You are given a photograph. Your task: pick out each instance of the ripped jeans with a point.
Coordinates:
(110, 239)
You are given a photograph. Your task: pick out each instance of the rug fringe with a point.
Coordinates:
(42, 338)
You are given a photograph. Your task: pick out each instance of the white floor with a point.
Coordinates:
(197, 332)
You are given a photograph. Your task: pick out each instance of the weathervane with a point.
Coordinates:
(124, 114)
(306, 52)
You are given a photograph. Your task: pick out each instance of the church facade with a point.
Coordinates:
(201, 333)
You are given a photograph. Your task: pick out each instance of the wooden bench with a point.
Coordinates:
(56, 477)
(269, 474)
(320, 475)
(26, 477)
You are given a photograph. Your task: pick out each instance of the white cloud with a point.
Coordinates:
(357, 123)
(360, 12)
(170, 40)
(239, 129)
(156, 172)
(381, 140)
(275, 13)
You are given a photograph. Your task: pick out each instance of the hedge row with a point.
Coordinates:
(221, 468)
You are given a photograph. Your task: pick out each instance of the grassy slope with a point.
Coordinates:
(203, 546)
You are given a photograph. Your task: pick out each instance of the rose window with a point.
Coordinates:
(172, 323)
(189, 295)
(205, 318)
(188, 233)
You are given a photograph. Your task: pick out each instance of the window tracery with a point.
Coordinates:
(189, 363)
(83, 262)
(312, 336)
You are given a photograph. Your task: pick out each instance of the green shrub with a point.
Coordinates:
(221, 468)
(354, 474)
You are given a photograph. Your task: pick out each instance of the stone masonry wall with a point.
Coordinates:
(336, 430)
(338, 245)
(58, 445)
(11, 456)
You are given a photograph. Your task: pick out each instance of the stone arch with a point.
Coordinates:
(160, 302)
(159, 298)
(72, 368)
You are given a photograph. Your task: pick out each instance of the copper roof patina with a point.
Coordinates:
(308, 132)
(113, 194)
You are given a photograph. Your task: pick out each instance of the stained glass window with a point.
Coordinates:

=-=-=

» **PROMPT**
Convert every one of the rows above into a numbered list, leaving out any blank lines.

» **RESULT FOR THIS EXERCISE**
1. You are given a photograph. Your task: pick out each instance of the ripped jeans with a point.
2. Coordinates:
3. (110, 239)
4. You are given a photograph. Your task: pick out each instance of the rug fringe with a point.
5. Coordinates:
6. (42, 338)
7. You are given a photograph. Your task: pick out each instance of the white floor with a point.
8. Coordinates:
9. (197, 332)
10. You are given a photograph. Your task: pick out each instance of the weathervane with a point.
11. Coordinates:
12. (124, 114)
13. (306, 52)
14. You are given a photograph. Your task: pick out each instance of the church facade with a point.
15. Coordinates:
16. (201, 333)
17. You are given a photograph. Your task: pick out each instance of the wooden bench with a point.
18. Coordinates:
19. (56, 477)
20. (269, 474)
21. (320, 475)
22. (26, 477)
23. You are given a photograph. Your task: pick out each instance of the white cloud with a point.
24. Coordinates:
25. (357, 123)
26. (360, 12)
27. (170, 40)
28. (239, 129)
29. (156, 172)
30. (381, 140)
31. (275, 13)
32. You are given a photograph. Your task: pick out each instance of the hedge row with a point.
33. Coordinates:
34. (221, 468)
35. You are given a photograph. Your task: pick out each instance of the grassy slope with a point.
36. Coordinates:
37. (203, 546)
38. You are given a photograph. Your task: pick out each instance of the rose window with a point.
39. Coordinates:
40. (172, 323)
41. (189, 295)
42. (205, 318)
43. (188, 233)
44. You are given a photograph. Your task: pick out each instance of the window tracery with a point.
45. Coordinates:
46. (189, 363)
47. (83, 262)
48. (312, 336)
49. You are given a photograph. Your task: pick out each instance of the green shrub with a point.
50. Coordinates:
51. (221, 468)
52. (354, 474)
53. You are given a photograph. Your task: pick out each instance of the stone masonry wall with a point.
54. Coordinates:
55. (336, 430)
56. (338, 245)
57. (58, 445)
58. (11, 456)
59. You are given a photograph. Your task: pick out each instance of the stone arch with a point.
60. Coordinates:
61. (160, 302)
62. (159, 298)
63. (72, 368)
64. You are given a photograph. Your task: pick out each instance of the copper roof patina with a point.
65. Coordinates:
66. (308, 132)
67. (113, 194)
68. You are given a photograph. Your task: pick out each instance of the stained glass window with a point.
69. Coordinates:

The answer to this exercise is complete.